- Required work
For the listing that follows, report how many lines contain the word "below", giving the number and no other text.

*** Provided records ***

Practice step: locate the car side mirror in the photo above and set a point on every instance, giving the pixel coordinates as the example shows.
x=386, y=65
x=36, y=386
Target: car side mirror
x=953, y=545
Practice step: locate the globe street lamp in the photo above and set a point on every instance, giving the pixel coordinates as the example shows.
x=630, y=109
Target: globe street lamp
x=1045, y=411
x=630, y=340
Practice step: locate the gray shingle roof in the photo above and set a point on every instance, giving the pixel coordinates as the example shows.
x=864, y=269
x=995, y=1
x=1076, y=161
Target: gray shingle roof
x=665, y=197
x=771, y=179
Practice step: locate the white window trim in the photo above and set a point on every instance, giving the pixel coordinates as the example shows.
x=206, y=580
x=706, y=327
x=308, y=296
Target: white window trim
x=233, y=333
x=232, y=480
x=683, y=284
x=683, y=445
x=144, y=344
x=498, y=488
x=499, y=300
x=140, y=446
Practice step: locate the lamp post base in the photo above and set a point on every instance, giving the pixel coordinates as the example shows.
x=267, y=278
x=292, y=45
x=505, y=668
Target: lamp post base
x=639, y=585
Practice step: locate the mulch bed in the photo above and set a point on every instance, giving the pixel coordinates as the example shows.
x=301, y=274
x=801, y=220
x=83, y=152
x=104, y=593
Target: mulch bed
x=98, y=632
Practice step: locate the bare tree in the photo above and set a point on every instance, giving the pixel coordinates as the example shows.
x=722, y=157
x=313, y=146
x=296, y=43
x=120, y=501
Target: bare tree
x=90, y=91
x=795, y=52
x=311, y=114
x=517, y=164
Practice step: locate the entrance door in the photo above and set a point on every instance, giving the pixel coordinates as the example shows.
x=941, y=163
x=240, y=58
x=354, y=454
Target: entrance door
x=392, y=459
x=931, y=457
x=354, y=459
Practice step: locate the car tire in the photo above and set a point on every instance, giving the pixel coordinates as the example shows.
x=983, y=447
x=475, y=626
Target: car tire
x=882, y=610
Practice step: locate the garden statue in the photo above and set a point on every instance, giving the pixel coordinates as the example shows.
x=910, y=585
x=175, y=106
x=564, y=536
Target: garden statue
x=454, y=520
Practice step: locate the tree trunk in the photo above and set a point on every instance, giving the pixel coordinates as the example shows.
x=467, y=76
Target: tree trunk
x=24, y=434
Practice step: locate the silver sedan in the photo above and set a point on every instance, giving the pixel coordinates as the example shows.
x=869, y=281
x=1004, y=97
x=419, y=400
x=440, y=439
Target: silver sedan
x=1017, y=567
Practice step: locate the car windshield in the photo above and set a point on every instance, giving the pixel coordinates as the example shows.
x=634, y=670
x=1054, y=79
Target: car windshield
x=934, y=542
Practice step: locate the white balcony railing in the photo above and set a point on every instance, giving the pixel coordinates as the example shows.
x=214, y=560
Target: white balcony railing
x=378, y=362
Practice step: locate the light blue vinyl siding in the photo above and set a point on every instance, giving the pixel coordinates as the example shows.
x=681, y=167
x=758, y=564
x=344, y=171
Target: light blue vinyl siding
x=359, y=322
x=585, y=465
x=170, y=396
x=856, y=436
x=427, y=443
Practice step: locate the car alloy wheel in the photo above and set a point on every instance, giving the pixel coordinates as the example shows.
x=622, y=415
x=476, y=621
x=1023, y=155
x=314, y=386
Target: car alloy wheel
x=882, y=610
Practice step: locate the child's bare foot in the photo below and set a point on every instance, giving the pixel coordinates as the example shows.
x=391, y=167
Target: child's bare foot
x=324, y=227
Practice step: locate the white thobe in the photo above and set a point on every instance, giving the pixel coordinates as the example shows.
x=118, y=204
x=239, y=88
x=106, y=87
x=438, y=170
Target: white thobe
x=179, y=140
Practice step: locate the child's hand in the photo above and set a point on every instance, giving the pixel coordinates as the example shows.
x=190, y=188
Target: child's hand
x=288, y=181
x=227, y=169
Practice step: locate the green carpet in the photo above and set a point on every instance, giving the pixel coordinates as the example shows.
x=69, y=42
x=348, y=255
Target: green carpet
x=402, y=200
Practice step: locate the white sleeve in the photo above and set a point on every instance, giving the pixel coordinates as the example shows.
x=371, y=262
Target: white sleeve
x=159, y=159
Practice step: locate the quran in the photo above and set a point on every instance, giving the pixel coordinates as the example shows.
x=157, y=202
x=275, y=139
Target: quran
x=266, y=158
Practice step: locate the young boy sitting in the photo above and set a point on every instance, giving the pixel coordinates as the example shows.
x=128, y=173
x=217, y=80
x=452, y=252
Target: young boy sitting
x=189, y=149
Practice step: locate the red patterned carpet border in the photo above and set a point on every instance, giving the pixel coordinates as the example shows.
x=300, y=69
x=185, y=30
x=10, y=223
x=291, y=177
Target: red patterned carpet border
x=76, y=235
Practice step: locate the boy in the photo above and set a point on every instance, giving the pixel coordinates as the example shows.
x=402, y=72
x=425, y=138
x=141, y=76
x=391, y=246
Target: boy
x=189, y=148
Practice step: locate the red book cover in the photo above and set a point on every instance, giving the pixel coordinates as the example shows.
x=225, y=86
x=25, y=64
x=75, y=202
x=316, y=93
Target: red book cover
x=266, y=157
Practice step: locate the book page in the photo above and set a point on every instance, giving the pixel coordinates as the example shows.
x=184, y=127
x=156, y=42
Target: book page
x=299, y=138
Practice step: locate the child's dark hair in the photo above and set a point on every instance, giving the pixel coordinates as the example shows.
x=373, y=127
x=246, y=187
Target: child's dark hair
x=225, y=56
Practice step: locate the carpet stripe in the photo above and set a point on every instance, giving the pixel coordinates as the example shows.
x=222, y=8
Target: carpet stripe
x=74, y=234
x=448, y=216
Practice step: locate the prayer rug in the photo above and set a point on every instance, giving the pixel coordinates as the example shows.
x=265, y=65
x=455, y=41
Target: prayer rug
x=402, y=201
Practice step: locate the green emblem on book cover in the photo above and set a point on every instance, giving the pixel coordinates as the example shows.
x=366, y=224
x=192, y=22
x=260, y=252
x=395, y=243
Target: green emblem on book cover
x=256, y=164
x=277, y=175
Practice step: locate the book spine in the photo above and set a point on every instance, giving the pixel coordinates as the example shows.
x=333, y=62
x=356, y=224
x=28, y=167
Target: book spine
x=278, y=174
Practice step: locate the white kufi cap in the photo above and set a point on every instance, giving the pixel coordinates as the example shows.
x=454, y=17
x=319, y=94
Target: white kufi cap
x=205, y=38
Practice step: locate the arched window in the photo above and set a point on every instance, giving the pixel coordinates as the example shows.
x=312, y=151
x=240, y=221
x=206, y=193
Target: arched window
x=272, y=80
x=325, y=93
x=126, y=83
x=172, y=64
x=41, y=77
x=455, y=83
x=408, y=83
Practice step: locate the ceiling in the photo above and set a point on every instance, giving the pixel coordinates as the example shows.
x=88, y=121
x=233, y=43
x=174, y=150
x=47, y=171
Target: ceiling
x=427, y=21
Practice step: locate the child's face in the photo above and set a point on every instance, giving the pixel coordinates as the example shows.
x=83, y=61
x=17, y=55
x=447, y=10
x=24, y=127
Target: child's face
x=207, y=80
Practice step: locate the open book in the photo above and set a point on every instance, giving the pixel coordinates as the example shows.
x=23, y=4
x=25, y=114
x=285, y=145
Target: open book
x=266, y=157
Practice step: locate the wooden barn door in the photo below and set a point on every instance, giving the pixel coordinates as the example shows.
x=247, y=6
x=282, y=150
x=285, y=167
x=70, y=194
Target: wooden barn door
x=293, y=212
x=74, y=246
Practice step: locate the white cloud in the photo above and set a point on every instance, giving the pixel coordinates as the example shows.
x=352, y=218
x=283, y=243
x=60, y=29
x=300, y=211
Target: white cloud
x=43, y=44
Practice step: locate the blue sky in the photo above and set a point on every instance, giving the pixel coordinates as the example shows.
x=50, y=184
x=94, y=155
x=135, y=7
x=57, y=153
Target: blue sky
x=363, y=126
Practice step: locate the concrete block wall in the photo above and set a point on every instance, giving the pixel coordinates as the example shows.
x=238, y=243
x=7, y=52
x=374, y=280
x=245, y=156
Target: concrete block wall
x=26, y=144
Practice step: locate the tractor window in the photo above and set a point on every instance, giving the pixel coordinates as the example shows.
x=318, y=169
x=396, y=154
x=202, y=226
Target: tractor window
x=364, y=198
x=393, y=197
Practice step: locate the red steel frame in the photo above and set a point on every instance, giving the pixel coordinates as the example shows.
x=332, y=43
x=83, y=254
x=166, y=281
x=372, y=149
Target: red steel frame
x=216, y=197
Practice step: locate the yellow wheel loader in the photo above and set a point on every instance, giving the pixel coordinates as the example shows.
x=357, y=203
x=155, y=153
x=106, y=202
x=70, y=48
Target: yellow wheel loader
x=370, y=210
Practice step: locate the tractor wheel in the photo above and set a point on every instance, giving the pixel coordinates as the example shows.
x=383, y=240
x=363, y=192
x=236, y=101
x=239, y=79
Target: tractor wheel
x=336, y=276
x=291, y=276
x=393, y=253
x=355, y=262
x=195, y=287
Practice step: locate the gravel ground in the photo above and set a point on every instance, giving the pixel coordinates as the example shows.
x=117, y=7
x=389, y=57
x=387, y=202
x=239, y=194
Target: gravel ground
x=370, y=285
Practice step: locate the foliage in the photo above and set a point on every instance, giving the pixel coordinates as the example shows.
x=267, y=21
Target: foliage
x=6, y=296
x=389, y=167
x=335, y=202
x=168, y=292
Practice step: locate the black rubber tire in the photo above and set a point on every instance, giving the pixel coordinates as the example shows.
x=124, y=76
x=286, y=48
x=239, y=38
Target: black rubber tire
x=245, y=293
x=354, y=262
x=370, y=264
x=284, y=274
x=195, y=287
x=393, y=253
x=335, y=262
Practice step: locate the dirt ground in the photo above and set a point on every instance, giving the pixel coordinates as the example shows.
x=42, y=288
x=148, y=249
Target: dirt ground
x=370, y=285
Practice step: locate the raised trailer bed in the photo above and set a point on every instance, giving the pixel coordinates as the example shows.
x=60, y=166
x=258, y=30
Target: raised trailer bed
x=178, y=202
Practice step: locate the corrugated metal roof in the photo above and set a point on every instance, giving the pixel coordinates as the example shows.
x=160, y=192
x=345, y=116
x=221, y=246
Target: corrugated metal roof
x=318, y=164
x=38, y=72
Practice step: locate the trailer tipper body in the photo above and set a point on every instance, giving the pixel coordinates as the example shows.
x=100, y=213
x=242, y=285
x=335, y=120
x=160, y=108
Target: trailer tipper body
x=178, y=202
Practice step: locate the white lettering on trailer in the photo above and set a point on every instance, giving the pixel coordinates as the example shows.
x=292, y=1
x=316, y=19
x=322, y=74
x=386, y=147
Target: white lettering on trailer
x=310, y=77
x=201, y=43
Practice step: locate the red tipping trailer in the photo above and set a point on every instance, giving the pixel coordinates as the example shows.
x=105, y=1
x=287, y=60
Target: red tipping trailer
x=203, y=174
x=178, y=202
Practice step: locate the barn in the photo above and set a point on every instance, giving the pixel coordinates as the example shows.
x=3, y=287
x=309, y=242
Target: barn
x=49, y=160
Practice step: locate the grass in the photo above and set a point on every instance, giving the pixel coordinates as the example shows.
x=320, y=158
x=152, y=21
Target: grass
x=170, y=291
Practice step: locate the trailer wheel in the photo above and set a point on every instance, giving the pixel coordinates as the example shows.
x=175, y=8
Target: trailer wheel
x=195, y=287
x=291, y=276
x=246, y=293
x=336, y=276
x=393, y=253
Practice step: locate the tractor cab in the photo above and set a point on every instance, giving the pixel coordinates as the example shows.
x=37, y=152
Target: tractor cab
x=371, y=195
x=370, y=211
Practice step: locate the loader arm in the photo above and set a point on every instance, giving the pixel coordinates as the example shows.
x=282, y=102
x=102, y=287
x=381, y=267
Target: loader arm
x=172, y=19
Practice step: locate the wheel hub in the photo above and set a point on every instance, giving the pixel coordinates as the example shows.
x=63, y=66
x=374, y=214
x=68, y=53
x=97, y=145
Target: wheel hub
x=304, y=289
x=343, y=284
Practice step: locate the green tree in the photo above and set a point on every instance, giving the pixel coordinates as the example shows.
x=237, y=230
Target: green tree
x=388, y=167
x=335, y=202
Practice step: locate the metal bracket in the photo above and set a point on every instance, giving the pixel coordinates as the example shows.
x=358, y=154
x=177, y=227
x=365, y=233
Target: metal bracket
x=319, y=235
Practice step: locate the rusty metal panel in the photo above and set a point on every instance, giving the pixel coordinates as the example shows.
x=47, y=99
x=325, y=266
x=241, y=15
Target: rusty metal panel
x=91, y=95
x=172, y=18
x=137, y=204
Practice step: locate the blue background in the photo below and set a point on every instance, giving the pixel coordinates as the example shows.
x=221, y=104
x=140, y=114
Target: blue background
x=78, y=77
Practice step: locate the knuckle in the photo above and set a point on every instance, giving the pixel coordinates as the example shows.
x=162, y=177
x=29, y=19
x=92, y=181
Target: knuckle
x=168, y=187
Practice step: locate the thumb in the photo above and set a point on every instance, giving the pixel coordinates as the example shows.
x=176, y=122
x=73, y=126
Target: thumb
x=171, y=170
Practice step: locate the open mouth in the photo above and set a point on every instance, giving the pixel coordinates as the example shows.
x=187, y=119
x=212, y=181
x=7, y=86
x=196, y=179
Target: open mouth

***

- Task solution
3